▶ **Task data**
================================

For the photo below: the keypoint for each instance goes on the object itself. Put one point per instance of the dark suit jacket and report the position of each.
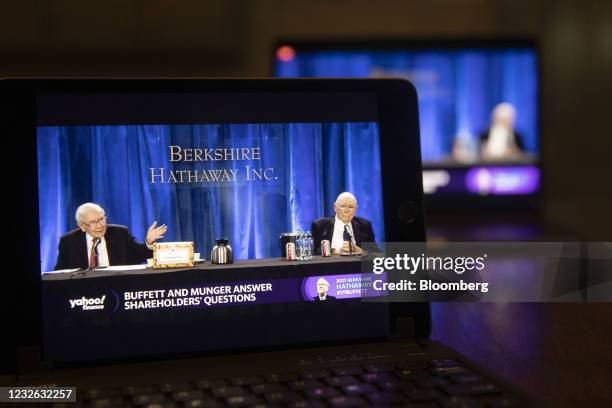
(518, 139)
(323, 228)
(122, 247)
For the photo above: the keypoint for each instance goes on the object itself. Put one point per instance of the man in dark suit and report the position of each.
(344, 231)
(501, 142)
(96, 243)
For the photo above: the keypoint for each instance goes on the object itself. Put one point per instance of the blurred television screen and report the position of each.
(478, 105)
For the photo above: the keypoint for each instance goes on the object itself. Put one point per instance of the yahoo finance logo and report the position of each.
(86, 303)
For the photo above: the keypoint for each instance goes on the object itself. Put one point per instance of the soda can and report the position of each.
(290, 247)
(325, 248)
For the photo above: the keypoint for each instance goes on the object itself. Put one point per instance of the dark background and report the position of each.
(561, 352)
(194, 38)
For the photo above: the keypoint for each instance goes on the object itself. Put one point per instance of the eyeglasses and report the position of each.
(98, 222)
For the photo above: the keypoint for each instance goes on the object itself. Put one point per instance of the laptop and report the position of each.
(203, 164)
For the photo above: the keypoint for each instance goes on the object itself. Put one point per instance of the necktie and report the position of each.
(93, 256)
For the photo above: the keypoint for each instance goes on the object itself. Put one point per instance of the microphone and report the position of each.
(347, 236)
(96, 243)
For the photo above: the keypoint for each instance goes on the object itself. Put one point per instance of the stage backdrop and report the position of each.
(262, 180)
(457, 89)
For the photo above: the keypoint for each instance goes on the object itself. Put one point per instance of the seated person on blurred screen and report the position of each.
(344, 231)
(95, 243)
(501, 142)
(322, 289)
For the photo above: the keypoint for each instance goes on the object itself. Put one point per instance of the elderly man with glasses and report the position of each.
(97, 244)
(344, 230)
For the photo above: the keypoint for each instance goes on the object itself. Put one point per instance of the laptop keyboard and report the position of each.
(434, 383)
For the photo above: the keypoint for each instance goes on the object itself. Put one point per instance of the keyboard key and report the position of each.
(241, 400)
(307, 404)
(282, 397)
(226, 392)
(203, 403)
(208, 384)
(345, 402)
(472, 389)
(430, 382)
(315, 375)
(341, 381)
(267, 388)
(247, 380)
(109, 402)
(422, 395)
(321, 392)
(376, 377)
(505, 403)
(458, 402)
(467, 378)
(134, 390)
(414, 364)
(168, 387)
(358, 389)
(300, 385)
(385, 398)
(98, 393)
(281, 377)
(188, 395)
(411, 374)
(444, 363)
(169, 404)
(448, 370)
(395, 385)
(379, 368)
(146, 399)
(348, 371)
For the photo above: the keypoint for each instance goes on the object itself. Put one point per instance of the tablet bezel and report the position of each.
(400, 166)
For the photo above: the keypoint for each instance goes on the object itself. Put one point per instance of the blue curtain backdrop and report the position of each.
(457, 89)
(308, 164)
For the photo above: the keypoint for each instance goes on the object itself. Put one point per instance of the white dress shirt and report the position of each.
(102, 251)
(338, 237)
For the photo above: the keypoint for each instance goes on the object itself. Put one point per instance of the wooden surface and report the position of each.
(561, 352)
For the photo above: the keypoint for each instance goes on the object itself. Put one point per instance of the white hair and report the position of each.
(346, 194)
(85, 208)
(504, 109)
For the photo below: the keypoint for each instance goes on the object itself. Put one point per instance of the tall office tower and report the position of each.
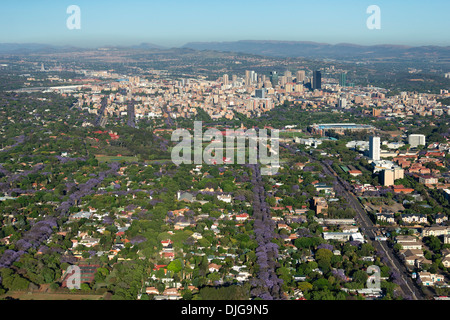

================================

▶ **Short problem**
Select every line from the rows above that contains the string "seated", matching case exactly.

▶ **Task solution**
For the photo above: the keypoint for each instance goes on the object itself. Put one point per instance of the seated person on blurred screen and report the position of each.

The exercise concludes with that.